Jensen uses whatever video and photo might exist of the suspect or the crime scene, and creates ads on Facebook and Twitter that target people in a small geographic area, asking for any clues they may have. He'll often get a flood of potential leads.

No one hires Jensen to do this work. He often has to beg police to follow up on his leads, and he says he has gone into debt to finance the social media ad campaigns.

But Jensen says he has now helped solve 10 murder cases — which makes it all worthwhile.

"It's felt right because it worked," Jensen told The Current's interim host Laura Lynch. "And how could you not?"

Jensen has recently released a book, Chase Darkness with Me: How One True Crime Writer Started Solving Murders.

In it he chronicles how he learned to use social media to help solve murders, how police and citizen detectives can use his methods, and how he helped write the book that elevated the case of the Golden State Killer

From cold cases to solving crimes

Jensen was a crime reporter and investigative journalist for decades, and he was always interested in writing about the unsolved cases. 

"I used to say, 'I hate the guy that got away with it,'" he said. "That's the reason why I do this."

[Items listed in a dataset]

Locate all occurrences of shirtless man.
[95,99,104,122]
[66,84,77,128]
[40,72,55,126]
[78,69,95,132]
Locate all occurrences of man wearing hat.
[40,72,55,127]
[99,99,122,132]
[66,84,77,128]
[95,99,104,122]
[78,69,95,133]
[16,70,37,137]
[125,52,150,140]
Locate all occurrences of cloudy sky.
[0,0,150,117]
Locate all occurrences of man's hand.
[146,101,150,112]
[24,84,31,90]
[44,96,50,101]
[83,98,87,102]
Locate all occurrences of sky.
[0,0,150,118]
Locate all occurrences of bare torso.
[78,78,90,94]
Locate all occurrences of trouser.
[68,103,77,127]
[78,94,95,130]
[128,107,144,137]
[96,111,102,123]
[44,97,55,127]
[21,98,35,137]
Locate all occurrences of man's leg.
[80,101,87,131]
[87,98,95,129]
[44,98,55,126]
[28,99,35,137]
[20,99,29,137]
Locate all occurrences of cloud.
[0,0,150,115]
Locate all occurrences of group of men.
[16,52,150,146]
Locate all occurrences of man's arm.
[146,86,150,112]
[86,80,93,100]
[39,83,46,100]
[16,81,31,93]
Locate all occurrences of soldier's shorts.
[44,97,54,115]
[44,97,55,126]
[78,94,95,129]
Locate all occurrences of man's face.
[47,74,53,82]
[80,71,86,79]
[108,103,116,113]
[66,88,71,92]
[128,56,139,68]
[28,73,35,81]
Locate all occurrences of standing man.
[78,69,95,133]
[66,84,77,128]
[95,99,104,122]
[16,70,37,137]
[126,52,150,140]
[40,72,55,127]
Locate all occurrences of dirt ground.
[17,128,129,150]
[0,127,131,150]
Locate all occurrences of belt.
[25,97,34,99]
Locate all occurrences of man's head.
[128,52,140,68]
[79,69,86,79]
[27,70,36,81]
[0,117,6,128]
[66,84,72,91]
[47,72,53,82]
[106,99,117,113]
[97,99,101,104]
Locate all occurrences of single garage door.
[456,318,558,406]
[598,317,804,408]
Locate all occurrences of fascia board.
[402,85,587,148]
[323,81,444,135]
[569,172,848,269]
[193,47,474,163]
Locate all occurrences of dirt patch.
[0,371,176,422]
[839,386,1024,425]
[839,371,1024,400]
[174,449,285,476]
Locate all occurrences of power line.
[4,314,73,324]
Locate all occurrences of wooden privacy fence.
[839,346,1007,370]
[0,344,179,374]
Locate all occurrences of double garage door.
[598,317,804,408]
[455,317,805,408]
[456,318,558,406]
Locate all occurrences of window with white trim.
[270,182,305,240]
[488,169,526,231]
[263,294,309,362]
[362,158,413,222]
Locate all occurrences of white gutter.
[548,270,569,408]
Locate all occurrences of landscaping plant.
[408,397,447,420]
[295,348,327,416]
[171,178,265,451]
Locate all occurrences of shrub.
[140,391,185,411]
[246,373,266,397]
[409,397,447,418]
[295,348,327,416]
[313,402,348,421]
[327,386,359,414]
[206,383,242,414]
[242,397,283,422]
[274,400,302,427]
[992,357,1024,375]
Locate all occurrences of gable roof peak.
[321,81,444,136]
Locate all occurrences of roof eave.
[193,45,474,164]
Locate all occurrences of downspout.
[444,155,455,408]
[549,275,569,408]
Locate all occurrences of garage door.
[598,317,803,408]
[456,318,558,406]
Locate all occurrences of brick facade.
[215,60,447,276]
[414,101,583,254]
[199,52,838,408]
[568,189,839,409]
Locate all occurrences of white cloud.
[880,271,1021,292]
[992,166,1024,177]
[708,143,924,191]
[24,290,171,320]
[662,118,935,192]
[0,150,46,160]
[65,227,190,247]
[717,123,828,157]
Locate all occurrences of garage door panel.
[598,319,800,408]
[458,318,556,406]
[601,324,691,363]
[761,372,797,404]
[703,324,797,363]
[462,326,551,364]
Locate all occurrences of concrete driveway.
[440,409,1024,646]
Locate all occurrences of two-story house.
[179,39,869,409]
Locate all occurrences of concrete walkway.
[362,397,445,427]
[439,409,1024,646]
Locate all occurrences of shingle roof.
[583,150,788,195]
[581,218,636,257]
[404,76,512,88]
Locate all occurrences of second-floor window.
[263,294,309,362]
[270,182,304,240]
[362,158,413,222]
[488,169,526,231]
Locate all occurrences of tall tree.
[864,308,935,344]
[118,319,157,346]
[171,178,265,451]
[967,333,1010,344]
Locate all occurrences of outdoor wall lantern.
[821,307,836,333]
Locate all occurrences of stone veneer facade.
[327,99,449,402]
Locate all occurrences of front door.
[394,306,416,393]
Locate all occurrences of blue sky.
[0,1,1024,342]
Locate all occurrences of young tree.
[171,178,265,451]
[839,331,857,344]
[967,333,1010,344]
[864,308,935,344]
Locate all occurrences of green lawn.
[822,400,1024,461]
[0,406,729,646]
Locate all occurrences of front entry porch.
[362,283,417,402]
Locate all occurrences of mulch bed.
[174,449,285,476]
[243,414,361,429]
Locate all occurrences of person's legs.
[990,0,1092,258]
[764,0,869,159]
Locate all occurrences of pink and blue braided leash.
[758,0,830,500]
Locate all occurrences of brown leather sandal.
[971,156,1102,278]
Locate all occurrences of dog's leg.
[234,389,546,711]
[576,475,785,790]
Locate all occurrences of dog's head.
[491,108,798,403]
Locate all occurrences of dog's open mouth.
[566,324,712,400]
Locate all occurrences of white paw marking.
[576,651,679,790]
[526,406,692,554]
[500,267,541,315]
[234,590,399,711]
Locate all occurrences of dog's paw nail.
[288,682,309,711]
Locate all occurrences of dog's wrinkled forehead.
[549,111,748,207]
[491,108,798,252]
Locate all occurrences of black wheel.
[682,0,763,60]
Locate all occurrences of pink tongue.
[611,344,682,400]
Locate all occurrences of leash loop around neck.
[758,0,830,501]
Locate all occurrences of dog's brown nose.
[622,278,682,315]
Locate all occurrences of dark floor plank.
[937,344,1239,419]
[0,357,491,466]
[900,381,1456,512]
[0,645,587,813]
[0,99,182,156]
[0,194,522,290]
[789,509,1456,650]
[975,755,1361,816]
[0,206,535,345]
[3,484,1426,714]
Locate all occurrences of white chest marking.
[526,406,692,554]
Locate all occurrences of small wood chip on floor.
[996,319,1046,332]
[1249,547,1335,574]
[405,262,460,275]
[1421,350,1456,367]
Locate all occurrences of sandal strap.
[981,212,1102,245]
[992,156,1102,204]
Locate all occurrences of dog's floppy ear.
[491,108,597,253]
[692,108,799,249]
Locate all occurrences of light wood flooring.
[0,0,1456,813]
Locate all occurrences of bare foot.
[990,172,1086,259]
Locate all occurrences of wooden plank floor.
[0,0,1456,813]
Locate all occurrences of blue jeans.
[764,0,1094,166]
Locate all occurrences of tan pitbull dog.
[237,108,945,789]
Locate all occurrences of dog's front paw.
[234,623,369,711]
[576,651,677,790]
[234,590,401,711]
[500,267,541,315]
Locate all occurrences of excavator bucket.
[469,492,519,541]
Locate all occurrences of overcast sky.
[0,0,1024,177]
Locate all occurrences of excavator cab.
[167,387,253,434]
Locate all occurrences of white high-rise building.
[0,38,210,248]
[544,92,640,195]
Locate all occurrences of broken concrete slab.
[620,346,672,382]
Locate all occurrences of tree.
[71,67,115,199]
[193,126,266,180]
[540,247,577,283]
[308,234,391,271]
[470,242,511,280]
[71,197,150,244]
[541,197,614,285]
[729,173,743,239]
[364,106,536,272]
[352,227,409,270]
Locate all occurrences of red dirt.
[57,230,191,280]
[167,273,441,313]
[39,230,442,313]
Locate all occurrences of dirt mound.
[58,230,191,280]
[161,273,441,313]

§ **What this exercise asks**:
1 – In the records, copy the lines from the one with "Locate all occurrences of man's arm." to the one with "[25,97,34,99]", both included.
2 – Go on with the article about the crime writer who uses social media ads to help solve murders, starting after its final sentence.
The article and the records have no connection to each other.

§ **Expected answers**:
1 –
Locate all occurrences of man's arm.
[146,86,150,112]
[86,80,93,100]
[39,83,46,100]
[16,81,31,93]
Locate all occurrences of soldier's shorts.
[44,97,54,115]
[44,97,55,126]
[78,94,95,129]
Locate all occurrences of man's face.
[47,74,53,82]
[80,71,86,79]
[108,103,116,113]
[66,88,71,92]
[128,56,139,68]
[28,73,35,81]
Locate all occurrences of standing man.
[78,69,95,133]
[66,84,77,128]
[95,99,104,122]
[16,70,37,137]
[126,52,150,140]
[40,72,55,127]
Locate all occurrences of dirt ground.
[17,128,129,150]
[0,127,131,150]
Locate all occurrences of belt.
[25,97,34,99]

2 –
It was that interest that led him to befriend writer Michelle McNamara. She was working on a book about a series of unsolved murders and rapes in California in the 1970s and 80s, coining the name "Golden State Killer" for the then-unknown culprit during her investigation.

Joseph James DeAngelo, known as the Golden State Killer. (Sacramento County Sheriff's Department via Getty Images)

When McNamara died halfway through writing the book, Jensen decided to finish writing it for her.

The killer was eventually found in 2018, not long after the book, I'll Be Gone In The Dark, was published.

Helping write that book lit a fire in Jensen. He was tired of writing about unsolved cases, fed up with seeing families with no closure, and investigators and citizen detectives come up against dead ends.

"And there's this guy [the murderer] selfishly sitting in a corner knowing the answer," he said.

He needed to find a new method to solve the crimes himself.

Sheriff's crime scene tape surrounds the house belonging to Joseph James Deangelo, who was arrested for the East Area Rapist/Original Night Stalker/Golden State Killer case in Citrus Heights, California, U.S., April 25, 2018. REUTERS/Fred Greaves - RC1DEAAD51A0 (Fred Greaves/Reuters)

Using social media to solve murders

Shortly after McNamara's death, Jensen came up with a technique that allowed him to do just that.

In early 2016, a Chicago man named Marcus Gaines died after he was hit by a taxi. Gaines, who was earlier attacked by an unknown assailant, was lying unconscious on the road before he was hit.

Suveillance video of the attack was shot from above, making it difficult to identify the assailant.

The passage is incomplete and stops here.